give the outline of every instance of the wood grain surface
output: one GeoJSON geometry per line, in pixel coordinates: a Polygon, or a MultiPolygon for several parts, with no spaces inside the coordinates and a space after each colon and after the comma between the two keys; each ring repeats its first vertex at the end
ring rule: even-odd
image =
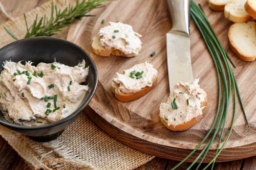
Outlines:
{"type": "MultiPolygon", "coordinates": [[[[228,28],[231,23],[224,18],[223,13],[210,10],[206,1],[196,2],[202,6],[221,41],[237,66],[233,70],[249,120],[250,127],[248,127],[239,107],[230,138],[225,146],[225,150],[217,160],[224,161],[255,155],[256,62],[242,61],[230,52],[227,38],[228,28]]],[[[102,130],[136,149],[165,158],[180,160],[187,155],[187,150],[193,149],[201,142],[212,125],[217,107],[217,74],[204,42],[191,22],[193,68],[194,77],[200,78],[200,86],[208,96],[206,116],[191,129],[183,132],[174,132],[165,128],[159,120],[159,106],[167,99],[169,93],[165,34],[171,29],[171,22],[166,4],[166,1],[154,0],[123,0],[111,3],[104,10],[101,9],[95,12],[98,14],[97,17],[84,18],[74,25],[70,29],[68,40],[78,44],[87,51],[98,69],[98,86],[90,104],[90,106],[97,113],[90,117],[92,119],[93,116],[97,117],[93,119],[94,122],[101,127],[102,121],[100,120],[100,117],[102,118],[108,123],[101,128],[102,130]],[[103,19],[105,19],[104,24],[101,22],[103,19]],[[143,47],[138,57],[101,57],[92,52],[92,37],[97,35],[101,28],[106,26],[108,21],[117,20],[133,26],[136,32],[142,35],[143,47]],[[156,55],[151,57],[150,54],[153,51],[156,52],[156,55]],[[115,72],[121,72],[124,69],[146,60],[151,62],[158,70],[156,87],[136,101],[118,101],[110,88],[115,72]],[[116,133],[117,131],[118,133],[116,133]]],[[[230,101],[232,101],[231,98],[230,101]]],[[[226,138],[231,125],[233,106],[233,103],[230,102],[223,139],[226,138]]],[[[219,134],[217,139],[218,136],[219,134]]],[[[217,139],[214,141],[206,161],[214,156],[214,150],[218,143],[217,139]]]]}
{"type": "MultiPolygon", "coordinates": [[[[49,0],[0,0],[7,11],[13,16],[22,15],[24,12],[40,5],[49,0]]],[[[0,24],[7,21],[7,18],[0,12],[0,24]]],[[[178,162],[156,158],[136,169],[169,169],[178,162]]],[[[185,169],[189,163],[184,164],[180,169],[185,169]]],[[[225,163],[217,163],[215,169],[255,169],[256,156],[225,163]]],[[[31,169],[24,160],[19,157],[8,143],[0,136],[0,169],[31,169]]]]}

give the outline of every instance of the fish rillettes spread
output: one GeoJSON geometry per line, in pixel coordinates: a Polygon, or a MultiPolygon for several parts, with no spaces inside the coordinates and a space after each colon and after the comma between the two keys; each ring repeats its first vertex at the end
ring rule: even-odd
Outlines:
{"type": "Polygon", "coordinates": [[[56,122],[72,113],[88,90],[89,67],[7,61],[0,75],[0,109],[6,118],[24,126],[56,122]]]}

▶ _Directive_:
Switch "spread" to "paste" in the listing lines from the line with "give the outline of every instance of the fish" through the end of the listing, and give those lines again with nothing else changed.

▶ _Finished answer_:
give the outline of every instance of the fish rillettes paste
output: one GeoJSON geometry per line, in pixel coordinates: a Polygon, or a MultiPolygon for several parts, with no spaces inside the coordinates and a space after each colon and after the comma between the two keys; each ring repeats its first vertex at the end
ring rule: even-odd
Outlines:
{"type": "Polygon", "coordinates": [[[56,122],[72,113],[88,90],[89,67],[7,61],[0,75],[0,109],[6,118],[24,126],[56,122]]]}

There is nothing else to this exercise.